== DESCRIPTION OF THE TASK ==
Return exactly the line that contains "Query: shoe" and all lines beneath it in the entries, through the very last one.

########

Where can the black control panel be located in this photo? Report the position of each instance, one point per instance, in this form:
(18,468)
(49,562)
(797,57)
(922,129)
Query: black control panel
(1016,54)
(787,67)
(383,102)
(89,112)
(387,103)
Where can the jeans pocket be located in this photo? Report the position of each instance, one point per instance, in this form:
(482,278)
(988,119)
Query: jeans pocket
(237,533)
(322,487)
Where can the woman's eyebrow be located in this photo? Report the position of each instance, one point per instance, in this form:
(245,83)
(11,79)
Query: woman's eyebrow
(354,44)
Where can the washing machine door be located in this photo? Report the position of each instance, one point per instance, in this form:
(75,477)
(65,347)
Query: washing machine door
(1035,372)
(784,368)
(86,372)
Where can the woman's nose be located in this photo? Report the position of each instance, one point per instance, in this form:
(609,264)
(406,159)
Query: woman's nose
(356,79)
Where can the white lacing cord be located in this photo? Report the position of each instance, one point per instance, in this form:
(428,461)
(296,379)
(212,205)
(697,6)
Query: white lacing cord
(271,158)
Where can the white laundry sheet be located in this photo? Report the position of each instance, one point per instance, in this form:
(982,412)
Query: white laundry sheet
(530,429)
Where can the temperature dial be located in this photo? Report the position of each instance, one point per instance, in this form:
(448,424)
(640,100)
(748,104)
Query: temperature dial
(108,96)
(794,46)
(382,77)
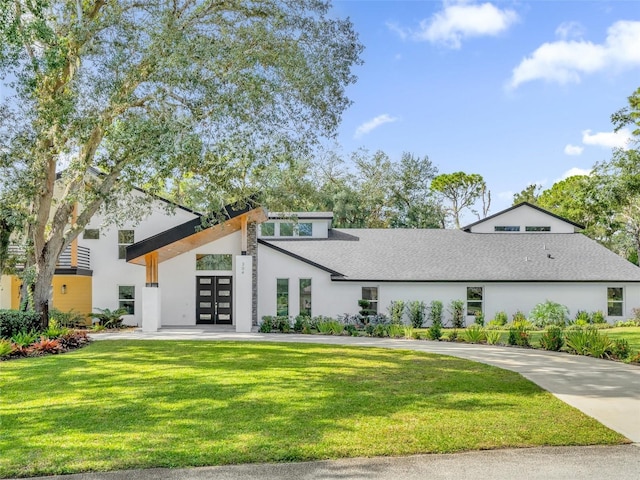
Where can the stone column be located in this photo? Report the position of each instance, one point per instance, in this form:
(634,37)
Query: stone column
(252,250)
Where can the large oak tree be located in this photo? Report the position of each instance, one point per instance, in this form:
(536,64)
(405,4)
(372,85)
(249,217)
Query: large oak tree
(146,91)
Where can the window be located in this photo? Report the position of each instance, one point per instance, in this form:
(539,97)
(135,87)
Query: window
(215,261)
(615,302)
(127,298)
(305,229)
(91,234)
(286,229)
(268,229)
(474,300)
(305,296)
(371,294)
(125,238)
(537,229)
(282,297)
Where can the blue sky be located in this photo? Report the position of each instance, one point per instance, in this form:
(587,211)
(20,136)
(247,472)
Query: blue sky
(520,92)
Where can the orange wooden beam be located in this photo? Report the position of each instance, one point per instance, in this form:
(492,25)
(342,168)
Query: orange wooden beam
(151,262)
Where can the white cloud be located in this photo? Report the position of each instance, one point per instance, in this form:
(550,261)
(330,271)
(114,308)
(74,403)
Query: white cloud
(374,123)
(573,172)
(573,149)
(569,30)
(458,20)
(619,139)
(566,61)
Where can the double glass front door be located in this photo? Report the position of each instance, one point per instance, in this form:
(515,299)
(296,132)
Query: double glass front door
(213,300)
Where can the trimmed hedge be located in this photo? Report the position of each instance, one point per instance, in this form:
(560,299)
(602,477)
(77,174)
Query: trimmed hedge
(15,321)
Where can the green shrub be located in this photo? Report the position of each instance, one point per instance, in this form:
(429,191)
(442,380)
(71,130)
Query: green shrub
(24,339)
(396,311)
(351,330)
(435,312)
(598,317)
(475,334)
(15,321)
(620,349)
(627,323)
(70,319)
(519,334)
(300,322)
(416,310)
(500,319)
(6,348)
(549,313)
(267,324)
(518,317)
(582,318)
(435,331)
(493,337)
(588,341)
(552,338)
(109,318)
(456,310)
(396,331)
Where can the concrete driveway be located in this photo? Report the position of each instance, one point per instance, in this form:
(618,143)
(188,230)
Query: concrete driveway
(607,391)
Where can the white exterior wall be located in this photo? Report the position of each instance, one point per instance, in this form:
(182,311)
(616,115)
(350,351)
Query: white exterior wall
(327,298)
(5,292)
(109,271)
(333,298)
(177,279)
(524,216)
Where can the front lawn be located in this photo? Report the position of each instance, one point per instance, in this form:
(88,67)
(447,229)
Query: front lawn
(140,404)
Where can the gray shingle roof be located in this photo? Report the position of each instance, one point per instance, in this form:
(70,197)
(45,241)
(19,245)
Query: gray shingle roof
(453,255)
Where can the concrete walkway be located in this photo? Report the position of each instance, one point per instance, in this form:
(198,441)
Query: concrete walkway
(607,391)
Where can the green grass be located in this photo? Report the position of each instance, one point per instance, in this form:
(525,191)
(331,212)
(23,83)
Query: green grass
(138,404)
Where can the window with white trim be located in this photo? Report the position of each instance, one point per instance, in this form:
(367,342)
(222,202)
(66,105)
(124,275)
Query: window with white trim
(615,301)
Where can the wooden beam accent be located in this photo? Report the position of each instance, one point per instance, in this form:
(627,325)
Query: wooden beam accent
(243,226)
(151,262)
(74,242)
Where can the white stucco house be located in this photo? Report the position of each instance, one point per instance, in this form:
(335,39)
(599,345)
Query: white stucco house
(174,270)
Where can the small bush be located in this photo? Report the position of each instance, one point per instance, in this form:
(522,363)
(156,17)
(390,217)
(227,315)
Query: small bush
(627,323)
(109,318)
(44,346)
(552,339)
(456,310)
(598,317)
(416,312)
(620,349)
(24,339)
(493,337)
(500,319)
(549,313)
(15,321)
(70,319)
(396,331)
(475,334)
(435,312)
(588,341)
(267,324)
(396,311)
(6,348)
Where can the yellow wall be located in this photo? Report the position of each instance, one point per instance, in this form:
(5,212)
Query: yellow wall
(78,296)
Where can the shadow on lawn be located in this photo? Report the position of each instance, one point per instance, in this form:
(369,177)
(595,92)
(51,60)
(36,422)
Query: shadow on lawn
(177,403)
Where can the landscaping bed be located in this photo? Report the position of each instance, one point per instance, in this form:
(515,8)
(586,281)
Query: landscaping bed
(143,404)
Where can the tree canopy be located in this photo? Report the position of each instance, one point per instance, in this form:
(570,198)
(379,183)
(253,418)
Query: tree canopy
(148,91)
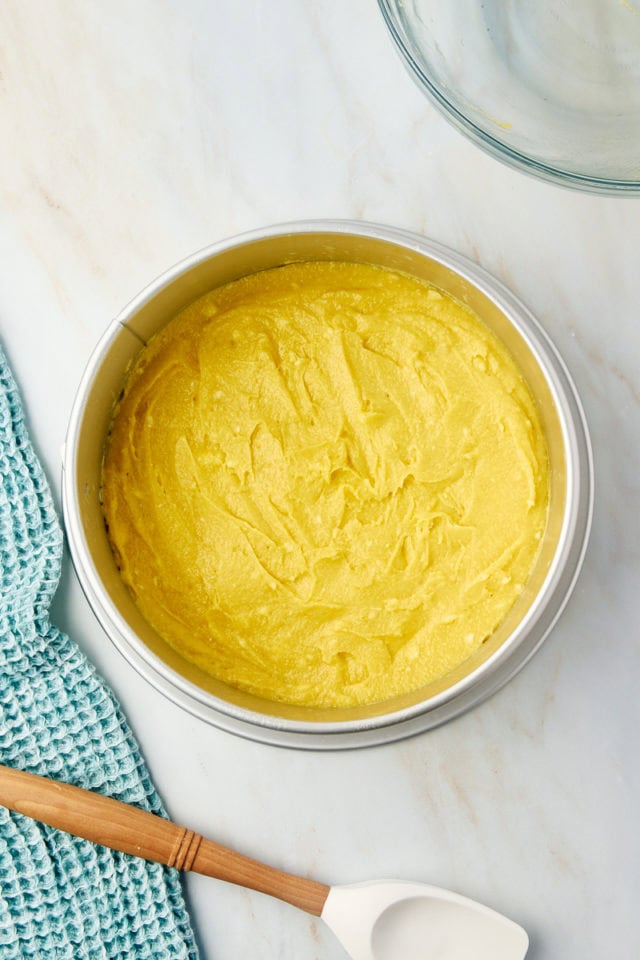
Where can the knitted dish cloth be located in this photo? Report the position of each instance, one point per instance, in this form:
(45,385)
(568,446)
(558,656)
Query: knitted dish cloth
(62,898)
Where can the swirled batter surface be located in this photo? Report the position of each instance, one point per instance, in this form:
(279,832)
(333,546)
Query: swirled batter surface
(326,483)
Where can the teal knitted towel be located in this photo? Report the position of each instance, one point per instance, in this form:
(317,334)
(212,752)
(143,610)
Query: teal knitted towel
(62,898)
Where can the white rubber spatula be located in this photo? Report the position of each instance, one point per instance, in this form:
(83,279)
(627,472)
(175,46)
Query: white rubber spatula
(382,920)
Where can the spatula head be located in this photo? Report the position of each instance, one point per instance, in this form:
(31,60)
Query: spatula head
(391,919)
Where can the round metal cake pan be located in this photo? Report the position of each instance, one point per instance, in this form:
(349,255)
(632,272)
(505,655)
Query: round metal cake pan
(550,583)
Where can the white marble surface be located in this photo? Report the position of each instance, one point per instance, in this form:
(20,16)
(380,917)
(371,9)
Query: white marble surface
(134,133)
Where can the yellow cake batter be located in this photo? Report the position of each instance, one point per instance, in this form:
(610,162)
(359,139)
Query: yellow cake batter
(326,483)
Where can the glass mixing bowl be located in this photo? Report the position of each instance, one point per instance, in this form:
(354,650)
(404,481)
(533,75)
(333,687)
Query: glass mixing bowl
(552,88)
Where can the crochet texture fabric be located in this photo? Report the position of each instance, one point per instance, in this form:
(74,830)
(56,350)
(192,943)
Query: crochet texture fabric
(62,898)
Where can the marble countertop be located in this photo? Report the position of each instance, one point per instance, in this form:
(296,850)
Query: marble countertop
(136,133)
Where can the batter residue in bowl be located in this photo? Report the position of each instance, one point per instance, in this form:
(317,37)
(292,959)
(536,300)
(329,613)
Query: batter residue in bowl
(326,483)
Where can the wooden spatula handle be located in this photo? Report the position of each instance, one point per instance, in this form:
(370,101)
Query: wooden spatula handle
(126,828)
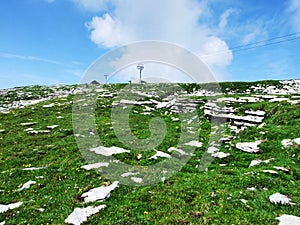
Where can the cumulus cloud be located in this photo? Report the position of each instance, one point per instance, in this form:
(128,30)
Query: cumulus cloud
(91,5)
(224,19)
(178,22)
(294,10)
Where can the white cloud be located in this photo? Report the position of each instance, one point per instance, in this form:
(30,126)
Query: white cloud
(28,57)
(92,5)
(294,10)
(224,19)
(251,36)
(178,22)
(107,32)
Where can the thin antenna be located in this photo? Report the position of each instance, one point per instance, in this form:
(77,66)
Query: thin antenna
(105,78)
(140,67)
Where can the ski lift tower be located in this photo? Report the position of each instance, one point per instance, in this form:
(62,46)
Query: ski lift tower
(140,67)
(105,78)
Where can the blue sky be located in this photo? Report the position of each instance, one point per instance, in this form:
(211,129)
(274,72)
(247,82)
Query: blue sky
(55,41)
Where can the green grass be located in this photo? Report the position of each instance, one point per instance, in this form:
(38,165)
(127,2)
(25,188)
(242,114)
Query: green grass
(189,197)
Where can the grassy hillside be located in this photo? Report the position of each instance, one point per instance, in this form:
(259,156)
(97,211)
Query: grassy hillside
(229,191)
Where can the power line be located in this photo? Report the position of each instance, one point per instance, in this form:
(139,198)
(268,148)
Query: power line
(267,40)
(286,38)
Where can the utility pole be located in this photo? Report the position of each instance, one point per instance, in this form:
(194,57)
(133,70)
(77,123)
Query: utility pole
(140,67)
(105,78)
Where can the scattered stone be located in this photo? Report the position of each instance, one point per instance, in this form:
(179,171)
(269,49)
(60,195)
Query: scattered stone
(278,99)
(108,151)
(38,131)
(194,144)
(99,193)
(48,106)
(4,208)
(258,161)
(136,179)
(80,215)
(95,165)
(220,155)
(255,113)
(290,142)
(281,168)
(35,168)
(212,150)
(52,127)
(279,198)
(26,185)
(251,189)
(288,220)
(128,174)
(270,171)
(243,201)
(160,154)
(251,147)
(180,151)
(139,156)
(28,124)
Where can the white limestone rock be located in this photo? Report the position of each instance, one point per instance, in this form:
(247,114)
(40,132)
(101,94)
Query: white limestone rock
(52,127)
(160,154)
(80,215)
(108,151)
(180,151)
(194,144)
(251,147)
(290,142)
(220,155)
(270,171)
(99,193)
(259,161)
(4,208)
(137,179)
(288,220)
(279,198)
(34,168)
(95,165)
(27,185)
(281,168)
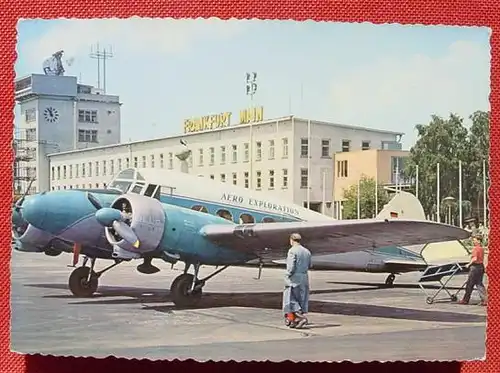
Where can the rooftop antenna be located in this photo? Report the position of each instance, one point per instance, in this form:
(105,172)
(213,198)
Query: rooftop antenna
(98,54)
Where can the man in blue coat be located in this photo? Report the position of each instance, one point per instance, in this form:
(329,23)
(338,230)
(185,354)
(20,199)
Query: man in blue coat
(296,293)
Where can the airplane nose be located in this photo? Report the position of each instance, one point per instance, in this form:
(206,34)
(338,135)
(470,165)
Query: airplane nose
(34,210)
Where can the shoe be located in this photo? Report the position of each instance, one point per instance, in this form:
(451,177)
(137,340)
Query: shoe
(301,323)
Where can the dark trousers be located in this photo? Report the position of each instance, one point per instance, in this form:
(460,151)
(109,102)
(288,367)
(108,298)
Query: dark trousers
(476,273)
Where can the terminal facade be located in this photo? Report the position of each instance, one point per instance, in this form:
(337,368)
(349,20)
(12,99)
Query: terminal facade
(291,156)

########

== RESULT OF THE EXERCISE ==
Query: shoe
(301,323)
Where can the dark trousers be located in this photo? Report the position of each instance, one point per instance, in this form:
(460,151)
(109,102)
(288,367)
(108,298)
Query: dark trousers
(476,273)
Where can the terminal facade be located in this photo? Report the position of each instance, one point per instance, in this form:
(337,368)
(349,20)
(12,99)
Query: terminal facade
(291,156)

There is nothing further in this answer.